PROVIDED PASSAGE:
‘Comforting the Afflicted
and Afflicting the Comfortable’
In the run-up to Saint Patrick’s Day on March 17, Patrick Comerford, an Irish-born Anglican priest, writer and theologian, spoke to ‘Profiles in Catholicism’ about his life and his commitment to ‘comforting the afflicted and afflicting the comfortable’
Gordon: Please share with our readers your experience as a journalist and what were some of most memorable articles that you wrote?
Father Patrick: I was training as a chartered surveyor when I began working as a freelance journalist, contributing features to local, provincial newspapers in England. I soon became a staff journalist with the Wexford People group of newspapers in south-east Ireland, and then moved to The Irish Times, the leading daily newspaper in Ireland.
I worked as a journalist for about 30 years, and spent eight years as Foreign Desk Editor of The Irish Times. I travelled the world, from the Far East to South Africa, the Middle East and North America, but, of course, I had my particular interests, including politics and life in Greece, Christian-Muslim dialogue, and the impact of faith on the lives of people in the public sphere.
Journalists don’t always get it right when we are analysing the present or looking at the future. I left Israel just as the first Intifada was breaking out in 1987, and I left South Africa just days before Nelson Mandela was released from prison.
It is dangerous for journalists to become involved in the news they are working with. But I was primarily a desk journalist and page editor, and I became what some people call a campaigning journalist. I was involved in the Campaign for Nuclear Disarmament and the Anti-Apartheid Movement, for example, and wrote extensively in the 1980s and 1990s about the ordination of women.
My first book was on the nuclear arms race, and I also wrote a short biography of Archbishop Desmond Tutu.

DATA SHOWN:
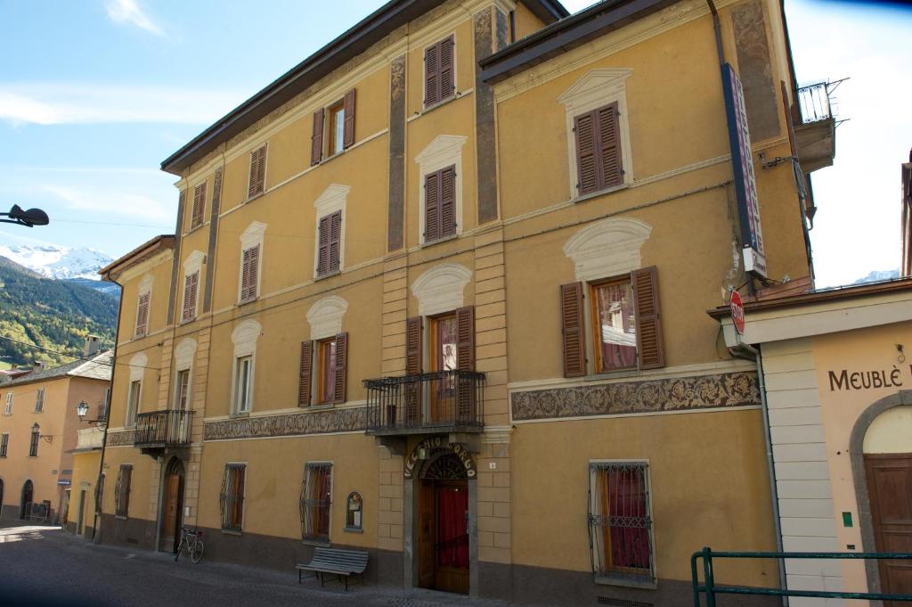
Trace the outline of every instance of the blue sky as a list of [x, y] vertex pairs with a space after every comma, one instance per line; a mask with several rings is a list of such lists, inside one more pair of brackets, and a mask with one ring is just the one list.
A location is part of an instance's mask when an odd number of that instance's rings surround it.
[[[118, 256], [172, 231], [175, 178], [159, 162], [379, 5], [0, 0], [0, 207], [39, 206], [52, 220], [0, 227], [0, 244]], [[786, 10], [800, 82], [851, 77], [837, 91], [850, 120], [835, 165], [814, 176], [818, 285], [896, 267], [912, 10], [821, 0]]]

TASKS:
A. According to the interview, how many years did Patrick Comerford spend as Foreign Desk Editor of The Irish Times?
B. Please echo a stretch of the interview word for word, beginning at the words "Father Patrick: I" and stopping after "newspaper in Ireland.".

EXPECTED ANSWERS:
A. Eight years.

B.
Father Patrick: I was training as a chartered surveyor when I began working as a freelance journalist, contributing features to local, provincial newspapers in England. I soon became a staff journalist with the Wexford People group of newspapers in south-east Ireland, and then moved to The Irish Times, the leading daily newspaper in Ireland.